- Job -
Count the lines in the entries below that contain the string "leaf", treating uppercase and lowercase as different. Give only the number.

Records excerpted from a collection:
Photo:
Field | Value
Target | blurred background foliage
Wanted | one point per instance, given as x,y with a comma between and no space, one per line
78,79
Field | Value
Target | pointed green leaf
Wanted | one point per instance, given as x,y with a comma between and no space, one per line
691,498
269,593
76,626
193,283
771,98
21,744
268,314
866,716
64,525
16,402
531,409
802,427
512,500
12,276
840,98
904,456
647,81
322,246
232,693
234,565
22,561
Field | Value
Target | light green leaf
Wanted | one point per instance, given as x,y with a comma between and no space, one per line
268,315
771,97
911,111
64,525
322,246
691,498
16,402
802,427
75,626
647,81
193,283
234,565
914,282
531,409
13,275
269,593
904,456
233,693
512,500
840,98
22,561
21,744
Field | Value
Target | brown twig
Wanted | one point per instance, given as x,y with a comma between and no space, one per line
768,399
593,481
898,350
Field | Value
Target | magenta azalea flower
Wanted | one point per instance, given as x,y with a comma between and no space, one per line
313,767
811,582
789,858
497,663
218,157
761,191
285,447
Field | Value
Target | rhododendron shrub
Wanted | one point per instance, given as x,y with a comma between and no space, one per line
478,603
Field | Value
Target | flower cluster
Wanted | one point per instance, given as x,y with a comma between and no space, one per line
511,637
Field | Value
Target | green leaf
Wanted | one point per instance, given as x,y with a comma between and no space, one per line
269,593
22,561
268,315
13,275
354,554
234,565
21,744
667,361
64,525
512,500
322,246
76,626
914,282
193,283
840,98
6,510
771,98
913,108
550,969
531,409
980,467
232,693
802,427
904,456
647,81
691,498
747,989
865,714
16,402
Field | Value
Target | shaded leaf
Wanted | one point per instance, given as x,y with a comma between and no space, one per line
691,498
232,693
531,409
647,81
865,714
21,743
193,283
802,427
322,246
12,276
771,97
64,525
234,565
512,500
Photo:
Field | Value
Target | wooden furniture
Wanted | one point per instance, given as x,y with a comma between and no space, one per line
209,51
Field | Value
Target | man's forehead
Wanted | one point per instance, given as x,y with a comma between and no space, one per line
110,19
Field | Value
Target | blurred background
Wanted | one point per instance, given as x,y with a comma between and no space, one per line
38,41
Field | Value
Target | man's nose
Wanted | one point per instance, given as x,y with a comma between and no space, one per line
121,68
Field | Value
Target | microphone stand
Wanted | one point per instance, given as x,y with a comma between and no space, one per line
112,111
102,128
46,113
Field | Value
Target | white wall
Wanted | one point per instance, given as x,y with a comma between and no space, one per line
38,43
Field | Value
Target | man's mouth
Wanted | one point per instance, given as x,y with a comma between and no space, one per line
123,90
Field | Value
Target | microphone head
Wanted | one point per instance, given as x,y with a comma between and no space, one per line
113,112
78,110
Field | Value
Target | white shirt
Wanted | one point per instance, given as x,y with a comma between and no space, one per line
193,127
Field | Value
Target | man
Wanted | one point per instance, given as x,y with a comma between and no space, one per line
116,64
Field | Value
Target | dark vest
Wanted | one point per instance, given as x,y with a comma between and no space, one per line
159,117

- Problem solution -
4